Instructions for the task → Can you gather every line of the records below that contains the string "deck" and copy each one out? Case matters.

Extracted information →
——————
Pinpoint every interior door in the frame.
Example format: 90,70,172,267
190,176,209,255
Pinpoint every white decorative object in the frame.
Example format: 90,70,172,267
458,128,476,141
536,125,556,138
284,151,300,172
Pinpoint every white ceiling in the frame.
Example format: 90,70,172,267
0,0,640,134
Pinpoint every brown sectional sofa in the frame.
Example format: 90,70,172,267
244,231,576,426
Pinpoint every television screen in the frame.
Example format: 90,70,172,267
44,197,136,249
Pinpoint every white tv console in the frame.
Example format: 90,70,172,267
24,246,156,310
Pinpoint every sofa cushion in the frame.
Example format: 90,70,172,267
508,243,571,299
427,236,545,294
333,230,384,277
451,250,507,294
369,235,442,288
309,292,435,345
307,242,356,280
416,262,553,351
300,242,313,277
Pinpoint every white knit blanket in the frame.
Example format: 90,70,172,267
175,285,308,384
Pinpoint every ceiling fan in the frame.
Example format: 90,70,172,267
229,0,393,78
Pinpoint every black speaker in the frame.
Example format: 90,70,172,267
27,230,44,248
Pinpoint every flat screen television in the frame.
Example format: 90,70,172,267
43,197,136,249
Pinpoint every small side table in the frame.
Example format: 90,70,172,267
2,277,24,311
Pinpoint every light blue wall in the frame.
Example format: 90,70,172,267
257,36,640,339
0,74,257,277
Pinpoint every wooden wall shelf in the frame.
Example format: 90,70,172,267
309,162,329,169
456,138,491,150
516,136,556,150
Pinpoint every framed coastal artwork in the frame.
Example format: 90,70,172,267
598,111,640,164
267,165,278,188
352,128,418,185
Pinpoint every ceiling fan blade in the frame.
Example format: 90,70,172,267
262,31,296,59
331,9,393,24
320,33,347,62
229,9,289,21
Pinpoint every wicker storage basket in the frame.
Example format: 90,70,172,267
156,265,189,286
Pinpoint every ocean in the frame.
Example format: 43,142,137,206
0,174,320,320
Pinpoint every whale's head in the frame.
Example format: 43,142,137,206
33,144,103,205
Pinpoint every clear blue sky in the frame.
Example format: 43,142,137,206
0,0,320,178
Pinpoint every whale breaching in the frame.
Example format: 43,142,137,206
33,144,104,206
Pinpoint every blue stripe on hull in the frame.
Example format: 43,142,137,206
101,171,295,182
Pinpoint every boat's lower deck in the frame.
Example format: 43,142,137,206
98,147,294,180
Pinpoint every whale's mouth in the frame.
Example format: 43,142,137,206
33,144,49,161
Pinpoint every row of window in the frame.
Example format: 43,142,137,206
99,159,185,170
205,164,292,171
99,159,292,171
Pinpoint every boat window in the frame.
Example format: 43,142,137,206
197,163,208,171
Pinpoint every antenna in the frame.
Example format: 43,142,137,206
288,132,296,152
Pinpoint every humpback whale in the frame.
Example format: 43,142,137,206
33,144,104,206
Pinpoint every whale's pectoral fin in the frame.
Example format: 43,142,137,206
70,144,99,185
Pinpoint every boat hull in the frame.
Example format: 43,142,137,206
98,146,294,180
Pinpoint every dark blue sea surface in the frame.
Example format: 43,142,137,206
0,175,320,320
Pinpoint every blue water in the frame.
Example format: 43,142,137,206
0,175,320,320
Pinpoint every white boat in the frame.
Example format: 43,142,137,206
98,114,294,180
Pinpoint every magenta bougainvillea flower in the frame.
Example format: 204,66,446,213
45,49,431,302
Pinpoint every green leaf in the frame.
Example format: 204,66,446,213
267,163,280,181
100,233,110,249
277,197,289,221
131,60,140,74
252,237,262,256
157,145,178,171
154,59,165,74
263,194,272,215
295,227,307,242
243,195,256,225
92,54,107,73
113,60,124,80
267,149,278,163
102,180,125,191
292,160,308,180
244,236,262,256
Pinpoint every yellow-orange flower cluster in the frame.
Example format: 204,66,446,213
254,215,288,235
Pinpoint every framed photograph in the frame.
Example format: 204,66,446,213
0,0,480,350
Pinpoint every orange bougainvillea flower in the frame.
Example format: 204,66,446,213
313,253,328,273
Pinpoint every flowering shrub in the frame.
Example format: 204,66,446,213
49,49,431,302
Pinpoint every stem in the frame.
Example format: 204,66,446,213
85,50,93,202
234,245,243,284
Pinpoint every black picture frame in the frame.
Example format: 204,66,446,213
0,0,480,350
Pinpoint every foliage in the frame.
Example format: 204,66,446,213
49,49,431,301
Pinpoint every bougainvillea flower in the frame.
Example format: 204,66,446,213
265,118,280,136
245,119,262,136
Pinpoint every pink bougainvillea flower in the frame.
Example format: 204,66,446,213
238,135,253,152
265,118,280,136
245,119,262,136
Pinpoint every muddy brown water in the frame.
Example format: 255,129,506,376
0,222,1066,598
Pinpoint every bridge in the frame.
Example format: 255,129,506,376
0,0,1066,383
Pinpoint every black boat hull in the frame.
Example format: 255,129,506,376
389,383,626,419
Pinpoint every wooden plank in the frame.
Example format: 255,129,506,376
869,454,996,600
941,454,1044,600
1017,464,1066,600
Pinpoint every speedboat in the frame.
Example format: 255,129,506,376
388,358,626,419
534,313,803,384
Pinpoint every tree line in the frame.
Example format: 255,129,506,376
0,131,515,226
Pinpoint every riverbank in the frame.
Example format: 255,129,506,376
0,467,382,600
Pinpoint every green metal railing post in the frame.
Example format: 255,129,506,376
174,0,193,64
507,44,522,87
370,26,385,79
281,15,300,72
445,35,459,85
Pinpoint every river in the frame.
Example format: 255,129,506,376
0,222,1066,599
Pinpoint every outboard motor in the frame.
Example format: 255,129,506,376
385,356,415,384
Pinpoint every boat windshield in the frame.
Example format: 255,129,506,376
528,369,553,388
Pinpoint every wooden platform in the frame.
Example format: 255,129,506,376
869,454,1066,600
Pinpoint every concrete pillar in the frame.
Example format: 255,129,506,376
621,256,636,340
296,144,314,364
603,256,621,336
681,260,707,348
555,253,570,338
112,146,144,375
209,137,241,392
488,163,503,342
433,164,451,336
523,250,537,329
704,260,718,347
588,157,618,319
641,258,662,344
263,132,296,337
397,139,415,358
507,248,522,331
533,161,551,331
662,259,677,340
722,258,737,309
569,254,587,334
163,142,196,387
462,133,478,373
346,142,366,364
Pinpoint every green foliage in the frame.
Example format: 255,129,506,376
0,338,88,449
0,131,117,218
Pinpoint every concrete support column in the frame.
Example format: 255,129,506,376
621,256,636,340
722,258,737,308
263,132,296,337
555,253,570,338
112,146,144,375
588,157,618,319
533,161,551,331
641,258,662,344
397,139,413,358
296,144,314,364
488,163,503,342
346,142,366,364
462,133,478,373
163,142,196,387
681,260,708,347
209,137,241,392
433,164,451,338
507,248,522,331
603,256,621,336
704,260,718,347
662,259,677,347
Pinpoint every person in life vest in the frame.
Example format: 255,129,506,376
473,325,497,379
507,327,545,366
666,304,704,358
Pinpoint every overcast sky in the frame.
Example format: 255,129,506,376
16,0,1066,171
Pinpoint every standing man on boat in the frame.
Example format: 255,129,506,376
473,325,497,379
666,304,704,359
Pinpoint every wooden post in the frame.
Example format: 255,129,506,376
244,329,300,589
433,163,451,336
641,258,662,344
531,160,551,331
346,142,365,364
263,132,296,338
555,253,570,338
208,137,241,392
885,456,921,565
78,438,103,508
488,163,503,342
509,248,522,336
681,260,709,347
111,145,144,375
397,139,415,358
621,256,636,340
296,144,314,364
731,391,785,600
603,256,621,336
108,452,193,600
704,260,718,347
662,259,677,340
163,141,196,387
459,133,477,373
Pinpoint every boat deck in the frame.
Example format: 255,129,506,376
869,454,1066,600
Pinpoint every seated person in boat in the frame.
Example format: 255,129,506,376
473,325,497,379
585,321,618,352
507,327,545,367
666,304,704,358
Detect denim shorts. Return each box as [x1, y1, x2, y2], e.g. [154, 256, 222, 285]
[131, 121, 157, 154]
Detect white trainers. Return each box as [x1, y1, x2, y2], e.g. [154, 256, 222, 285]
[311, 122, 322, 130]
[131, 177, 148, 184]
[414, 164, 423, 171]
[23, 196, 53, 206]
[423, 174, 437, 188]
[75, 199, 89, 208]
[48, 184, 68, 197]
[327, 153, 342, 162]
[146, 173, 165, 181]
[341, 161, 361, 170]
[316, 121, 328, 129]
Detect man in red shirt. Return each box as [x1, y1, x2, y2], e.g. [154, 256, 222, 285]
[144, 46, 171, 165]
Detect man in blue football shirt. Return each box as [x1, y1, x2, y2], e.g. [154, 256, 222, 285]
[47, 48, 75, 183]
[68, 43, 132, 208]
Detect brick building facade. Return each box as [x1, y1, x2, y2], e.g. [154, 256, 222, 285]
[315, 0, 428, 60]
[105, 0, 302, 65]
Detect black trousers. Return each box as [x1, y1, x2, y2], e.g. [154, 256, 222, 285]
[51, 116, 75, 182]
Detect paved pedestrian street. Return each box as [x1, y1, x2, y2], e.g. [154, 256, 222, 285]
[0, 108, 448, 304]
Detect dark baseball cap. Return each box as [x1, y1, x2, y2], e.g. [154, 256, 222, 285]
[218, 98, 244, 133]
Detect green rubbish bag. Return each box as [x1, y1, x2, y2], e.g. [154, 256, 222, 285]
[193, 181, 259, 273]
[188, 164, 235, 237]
——————
Solution for this task →
Pinpoint every boat's lower deck in the frame.
Pinpoint every boat deck in the frame.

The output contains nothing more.